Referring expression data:
◆ ◆ ◆

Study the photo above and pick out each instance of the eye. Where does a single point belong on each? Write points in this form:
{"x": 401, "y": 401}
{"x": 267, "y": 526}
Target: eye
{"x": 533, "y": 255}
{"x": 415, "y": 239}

◆ ◆ ◆

BRIEF »
Return the records given above in their entirety, word for word.

WRITTEN RESPONSE »
Study the photo above and pick out each instance of the eye. Where does a single point belong on each? Write points in this form:
{"x": 401, "y": 401}
{"x": 267, "y": 526}
Target: eye
{"x": 533, "y": 255}
{"x": 415, "y": 239}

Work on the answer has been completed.